>> begin

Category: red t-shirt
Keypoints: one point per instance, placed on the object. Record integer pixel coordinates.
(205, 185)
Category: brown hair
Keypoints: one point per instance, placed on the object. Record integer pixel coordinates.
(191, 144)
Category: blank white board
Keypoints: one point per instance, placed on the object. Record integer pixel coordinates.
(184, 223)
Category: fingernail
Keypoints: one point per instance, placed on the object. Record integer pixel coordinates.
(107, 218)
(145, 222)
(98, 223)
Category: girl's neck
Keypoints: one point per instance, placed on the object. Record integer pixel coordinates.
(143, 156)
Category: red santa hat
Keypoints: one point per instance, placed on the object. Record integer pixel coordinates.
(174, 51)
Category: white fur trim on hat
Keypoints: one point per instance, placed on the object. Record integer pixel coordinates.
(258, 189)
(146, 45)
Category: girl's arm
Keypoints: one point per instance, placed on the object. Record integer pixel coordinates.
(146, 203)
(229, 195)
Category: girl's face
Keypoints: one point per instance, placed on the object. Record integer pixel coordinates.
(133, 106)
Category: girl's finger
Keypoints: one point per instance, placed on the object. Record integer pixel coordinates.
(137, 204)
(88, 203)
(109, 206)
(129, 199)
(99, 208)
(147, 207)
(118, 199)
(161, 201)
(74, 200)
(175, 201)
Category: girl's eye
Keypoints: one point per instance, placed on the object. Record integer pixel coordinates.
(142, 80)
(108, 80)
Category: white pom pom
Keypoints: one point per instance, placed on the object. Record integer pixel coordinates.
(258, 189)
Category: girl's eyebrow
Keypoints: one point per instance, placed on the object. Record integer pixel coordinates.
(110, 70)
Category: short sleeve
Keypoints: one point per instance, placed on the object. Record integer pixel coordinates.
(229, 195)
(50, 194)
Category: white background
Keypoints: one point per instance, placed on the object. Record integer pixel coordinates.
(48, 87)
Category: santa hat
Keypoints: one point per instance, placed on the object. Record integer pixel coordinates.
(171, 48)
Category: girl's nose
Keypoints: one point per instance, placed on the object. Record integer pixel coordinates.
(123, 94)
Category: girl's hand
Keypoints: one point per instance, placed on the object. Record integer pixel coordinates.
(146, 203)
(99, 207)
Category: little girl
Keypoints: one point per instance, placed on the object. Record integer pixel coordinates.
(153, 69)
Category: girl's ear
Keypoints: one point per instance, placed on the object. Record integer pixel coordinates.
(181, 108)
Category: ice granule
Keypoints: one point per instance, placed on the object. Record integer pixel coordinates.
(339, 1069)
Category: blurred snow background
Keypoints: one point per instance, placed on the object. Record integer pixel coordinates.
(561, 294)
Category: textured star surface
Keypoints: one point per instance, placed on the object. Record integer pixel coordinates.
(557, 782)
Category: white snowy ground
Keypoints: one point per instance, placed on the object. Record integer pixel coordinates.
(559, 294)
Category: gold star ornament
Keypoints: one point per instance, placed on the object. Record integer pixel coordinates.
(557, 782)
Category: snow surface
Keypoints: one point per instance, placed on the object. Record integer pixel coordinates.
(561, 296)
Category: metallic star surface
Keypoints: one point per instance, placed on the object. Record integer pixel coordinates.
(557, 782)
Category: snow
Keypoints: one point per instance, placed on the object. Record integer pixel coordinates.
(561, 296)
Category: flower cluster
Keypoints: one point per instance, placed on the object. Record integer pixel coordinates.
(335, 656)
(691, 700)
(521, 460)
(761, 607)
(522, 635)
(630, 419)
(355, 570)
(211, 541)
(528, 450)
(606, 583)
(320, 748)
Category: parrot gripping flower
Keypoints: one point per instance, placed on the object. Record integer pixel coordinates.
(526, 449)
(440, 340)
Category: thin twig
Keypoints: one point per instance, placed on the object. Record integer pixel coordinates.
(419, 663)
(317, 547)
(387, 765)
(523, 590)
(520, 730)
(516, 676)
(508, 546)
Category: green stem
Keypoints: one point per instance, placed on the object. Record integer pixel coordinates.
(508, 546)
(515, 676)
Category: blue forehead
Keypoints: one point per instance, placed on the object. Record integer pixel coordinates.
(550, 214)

>> end

> The request:
Copy every entry above line for line, changing nothing.

> Correct response:
Category: red t-shirt
Keypoints: one point per instance, placed on the object. Record integer pixel coordinates.
(205, 185)
Category: brown hair
Keypoints: one point per instance, placed on the object. Record integer pixel coordinates.
(191, 144)
Category: blank white board
Keypoints: one point per instance, placed on the object. Record integer pixel coordinates.
(184, 223)
Category: fingernail
Keypoints: one point per instance, placed on the object. Record integer pixel coordinates.
(107, 218)
(145, 222)
(98, 223)
Category: girl's neck
Keypoints: one point per instance, placed on the object. Record integer pixel coordinates.
(143, 156)
Category: red santa hat
Keypoints: one point per instance, placed on the object. Record integer pixel coordinates.
(174, 51)
Category: white fur trim on hat
Keypoints: one point per instance, placed on the object. Record integer pixel coordinates.
(258, 189)
(146, 45)
Category: girl's arm
Keypoints: one point per instance, placed on the object. Record integer pixel coordinates.
(146, 203)
(229, 195)
Category: girl's face
Keypoints: one point per instance, placed on the object. Record integer pixel coordinates.
(133, 106)
Category: girl's finger
Keypoints: one point per instance, placed on the object. Record integer pixel coordinates.
(137, 204)
(88, 203)
(109, 206)
(129, 199)
(99, 208)
(147, 207)
(118, 199)
(161, 201)
(74, 200)
(175, 201)
Category: girl's eye
Keypoints: one point per instance, placed on the object. Record integer pixel coordinates.
(142, 80)
(108, 80)
Category: white pom pom
Keypoints: one point per instance, placed on the object. Record integer pixel coordinates.
(258, 189)
Category: girl's eyebrow
Keypoints: one point per instance, placed on the object. Record integer pixel coordinates.
(110, 70)
Category: short sleeve
Keypoints: one point per instance, placed on the object. Record integer pixel coordinates.
(229, 195)
(50, 194)
Category: white background
Keypoints: one point per instance, placed on the object. Record integer pixel coordinates.
(48, 87)
Category: santa hat
Keypoints: one point per instance, placed on the object. Record integer pixel coordinates.
(171, 48)
Category: girl's nose
Keypoints: one point per instance, placed on the object. Record integer pixel coordinates.
(123, 94)
Category: girl's hand
Keypoints: one point per instance, placed on the object. Record integer pixel coordinates.
(146, 203)
(99, 207)
Category: little girl
Keypoints: one point per instance, placed on the object. Record integer pixel coordinates.
(153, 69)
Category: girl's ear
Keypoints: one point per instance, placed on the object. Record integer pixel coordinates.
(181, 108)
Category: ice granule
Keypoints: one point per instance, placed on the object. Record integer pixel coordinates.
(339, 1069)
Category: blurred snow background
Keypoints: one point per instance, placed on the object. Record integer pixel coordinates.
(561, 294)
Category: textured star surface
Keypoints: one point per instance, placed on the object. Record integer pixel coordinates.
(557, 782)
Category: white snowy ground
Keypoints: one point per instance, placed on the object. Record integer pixel coordinates.
(559, 294)
Category: gold star ornament
Keypoints: one point per instance, placed on the object. Record integer pixel coordinates.
(557, 782)
Category: snow surface
Keypoints: one point per instance, placed on the object. Record integer pixel coordinates.
(561, 296)
Category: metallic star surface
Keypoints: one point per instance, placed on the object. Record integer pixel coordinates.
(557, 782)
Category: snow
Keypoints: one point per instance, placed on the object. Record integer pixel coordinates.
(561, 296)
Category: flower cluster
Keypoints: one point per instance, placed on the object. Record integer pixel coordinates.
(335, 656)
(691, 700)
(521, 460)
(761, 607)
(522, 635)
(630, 419)
(355, 570)
(211, 541)
(528, 450)
(606, 583)
(320, 748)
Category: parrot gripping flower
Keypoints: one point per instance, placed on the object. Record integer pixel coordinates.
(526, 449)
(440, 340)
Category: thin twig
Keypoints: one point per instance, placed on the object. Record integer pixel coordinates.
(419, 663)
(317, 547)
(387, 765)
(523, 590)
(520, 730)
(516, 676)
(508, 546)
Category: green stem
Keypoints: one point per instance, placed on the object. Record integer pixel coordinates.
(508, 546)
(515, 676)
Category: blue forehead
Keypoints: one point per instance, placed on the object. Record integer pixel coordinates.
(550, 214)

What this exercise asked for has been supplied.